(DOCUMENT TEXT)
Legendary trumpeter and St. Louis area native Miles Davis is one of the most talked-about and written-about musicians of the late 20th century, and he's now the subject of yet another book, Miles on Miles, which collects 30 interviews from various periods of Davis' storied career.
The blurb from publishers Lawrence Hill Books describes the volume as "essential reading for anyone who wants to know what Miles Davis thought about his music, life, and philosophy. Miles on Miles reveals the jazz icon as a complex and contradictory man, secretive at times but extraordinarily revealing at others. Miles was not only a musical genius, but an enigma, and nowhere else was he so compelling, exasperating, and entertaining as in his interviews, which vary from polite to outrageous, from straight-ahead to contrarian. Even his autobiography lacks the immediacy of the dialogues collected here. Many were conducted by leading journalists like Leonard Feather, Stephen Davis, Ben Sidran, Mike Zwerin, and Nat Hentoff. Others have never before seen print, are newly transcribed from radio and television shows, or appeared in long-forgotten magazines."

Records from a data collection

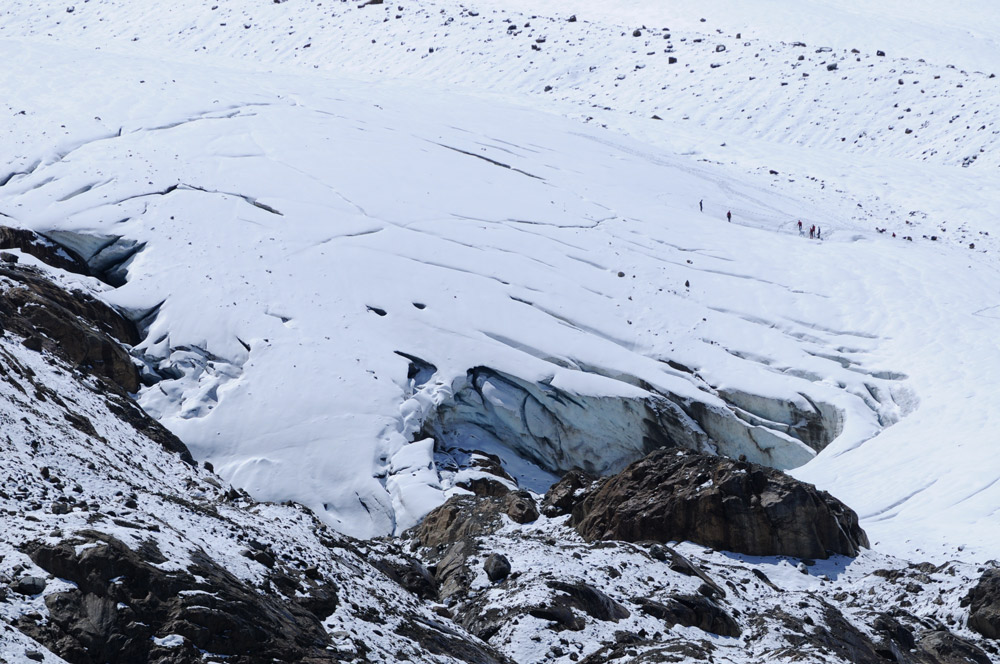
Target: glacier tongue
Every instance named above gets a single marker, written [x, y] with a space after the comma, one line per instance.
[294, 236]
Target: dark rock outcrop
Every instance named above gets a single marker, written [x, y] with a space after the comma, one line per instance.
[984, 604]
[675, 494]
[462, 518]
[943, 647]
[497, 567]
[692, 611]
[78, 328]
[42, 248]
[123, 602]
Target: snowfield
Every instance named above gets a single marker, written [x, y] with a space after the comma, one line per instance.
[329, 215]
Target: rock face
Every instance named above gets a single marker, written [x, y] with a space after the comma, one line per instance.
[123, 605]
[984, 604]
[731, 505]
[82, 330]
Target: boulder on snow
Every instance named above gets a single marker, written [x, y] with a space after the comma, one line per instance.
[984, 604]
[28, 585]
[692, 611]
[497, 567]
[675, 494]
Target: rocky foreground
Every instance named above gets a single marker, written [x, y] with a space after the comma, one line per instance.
[117, 547]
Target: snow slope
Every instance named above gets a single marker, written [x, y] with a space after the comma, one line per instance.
[300, 229]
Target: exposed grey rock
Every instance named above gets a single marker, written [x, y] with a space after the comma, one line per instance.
[984, 604]
[943, 647]
[692, 611]
[105, 621]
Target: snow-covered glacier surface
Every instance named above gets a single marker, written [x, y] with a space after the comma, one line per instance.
[327, 271]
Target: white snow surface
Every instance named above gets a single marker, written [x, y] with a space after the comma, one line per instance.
[303, 175]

(WORK TO COMPLETE)
1. Echo the article on Miles on Miles from "Legendary trumpeter and" up to and including "Davis' storied career.".
2. According to the article on Miles on Miles, how many interviews does the book collect?
3. Go on with the article on Miles on Miles from the point where it stops.
Nothing in the listing is needed here.

(EXERCISE ANSWERS)
1.
Legendary trumpeter and St. Louis area native Miles Davis is one of the most talked-about and written-about musicians of the late 20th century, and he's now the subject of yet another book, Miles on Miles, which collects 30 interviews from various periods of Davis' storied career.

2. It collects 30 interviews.

3.
Edited by Paul Maher Jr. and Michael K. Dorr, the hardcover tome has 320 pages and a list price of $24.95. Lawrence Hill Books is a division of Chicago Review Press that "specializes in mostly nonfiction on topics of African American and Latino interest, progressive politics, civil and human rights, and feminism." (For what it's worth, they've also published a book on Davis' longtime arranger and collaborator Gil Evans that looks interesting...)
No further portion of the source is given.